Task statement: Leaving out the pictures, restate each record below word for word.

------------------------

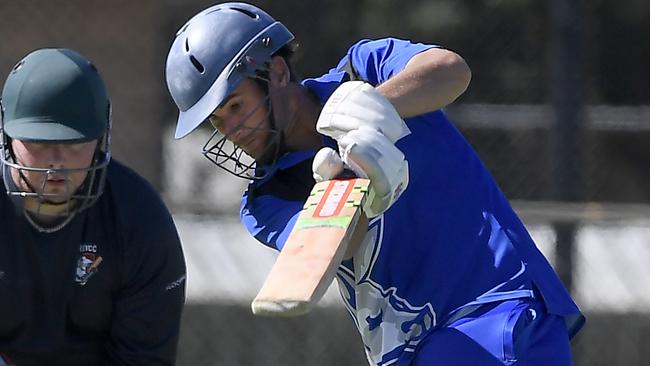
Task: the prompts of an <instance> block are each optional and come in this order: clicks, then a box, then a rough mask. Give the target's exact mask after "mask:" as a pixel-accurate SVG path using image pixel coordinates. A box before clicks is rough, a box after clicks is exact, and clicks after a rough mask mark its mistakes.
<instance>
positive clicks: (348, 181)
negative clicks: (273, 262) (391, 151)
mask: <svg viewBox="0 0 650 366" xmlns="http://www.w3.org/2000/svg"><path fill="white" fill-rule="evenodd" d="M369 184H370V181H369V180H368V179H361V178H340V179H338V178H337V179H332V180H328V181H323V182H320V183H316V184H315V185H314V187H313V188H312V190H311V194H310V195H309V197H308V198H307V201H306V202H305V205H304V206H303V209H302V211H301V212H300V214H299V216H298V219H297V221H296V224H295V226H294V228H293V230H292V231H291V234H289V237H288V238H287V241H286V243H285V245H284V247H283V248H282V251H281V252H280V254H279V255H278V258H277V260H276V262H275V264H274V265H273V267H272V268H271V271H270V272H269V274H268V276H267V277H266V280H265V282H264V284H263V285H262V288H261V289H260V291H259V293H258V294H257V296H256V297H255V299H254V300H253V303H252V310H253V314H255V315H261V316H278V317H281V316H296V315H302V314H306V313H307V312H309V311H310V310H311V308H312V307H313V306H314V305H315V304H316V303H317V302H318V300H320V298H321V297H322V296H323V295H324V294H325V291H326V290H327V288H328V287H329V286H330V284H331V283H332V280H333V279H334V276H335V275H336V271H337V268H338V266H339V265H340V264H341V261H342V260H343V257H344V254H345V252H346V250H347V247H348V244H349V243H350V240H351V238H352V234H353V233H354V231H355V228H356V225H357V223H358V222H359V220H360V218H361V215H362V211H363V209H362V207H363V203H364V201H365V199H366V196H367V195H368V189H369Z"/></svg>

------------------------

Solution to the exercise:
Task: the prompts of an <instance> block are each optional and come in this order: clicks, then a box, then a rough mask. Give the target's exact mask after "mask:" as a pixel-accurate SVG path using image pixel coordinates. A box before clicks is rough, a box after clicks is exact, and clicks after a rough mask mark its mistakes.
<instance>
positive clicks: (348, 181)
negative clicks: (273, 262) (391, 151)
mask: <svg viewBox="0 0 650 366" xmlns="http://www.w3.org/2000/svg"><path fill="white" fill-rule="evenodd" d="M369 184H370V181H369V180H368V179H361V178H340V179H338V178H337V179H332V180H328V181H323V182H320V183H316V184H315V185H314V187H313V188H312V190H311V194H310V195H309V197H308V198H307V201H306V202H305V205H304V206H303V209H302V211H301V212H300V214H299V216H298V219H297V221H296V224H295V226H294V228H293V230H292V231H291V234H289V237H288V238H287V241H286V243H285V245H284V247H283V248H282V251H281V252H280V254H279V255H278V258H277V260H276V262H275V264H274V265H273V267H272V268H271V271H270V272H269V274H268V276H267V277H266V280H265V282H264V284H263V285H262V288H261V289H260V291H259V293H258V294H257V296H256V297H255V299H254V300H253V303H252V310H253V314H255V315H261V316H278V317H281V316H296V315H302V314H306V313H307V312H309V311H310V310H311V308H312V307H313V306H314V305H315V304H316V303H317V302H318V300H320V298H321V297H322V296H323V295H324V294H325V291H326V290H327V288H328V287H329V286H330V284H331V283H332V280H333V279H334V276H335V275H336V271H337V268H338V266H339V265H340V264H341V261H342V260H343V257H344V254H345V252H346V250H347V247H348V244H349V243H350V240H351V238H352V234H353V233H354V231H355V228H356V225H357V223H358V222H359V220H360V218H361V215H362V211H363V209H362V207H363V203H364V201H365V199H366V196H367V195H368V189H369Z"/></svg>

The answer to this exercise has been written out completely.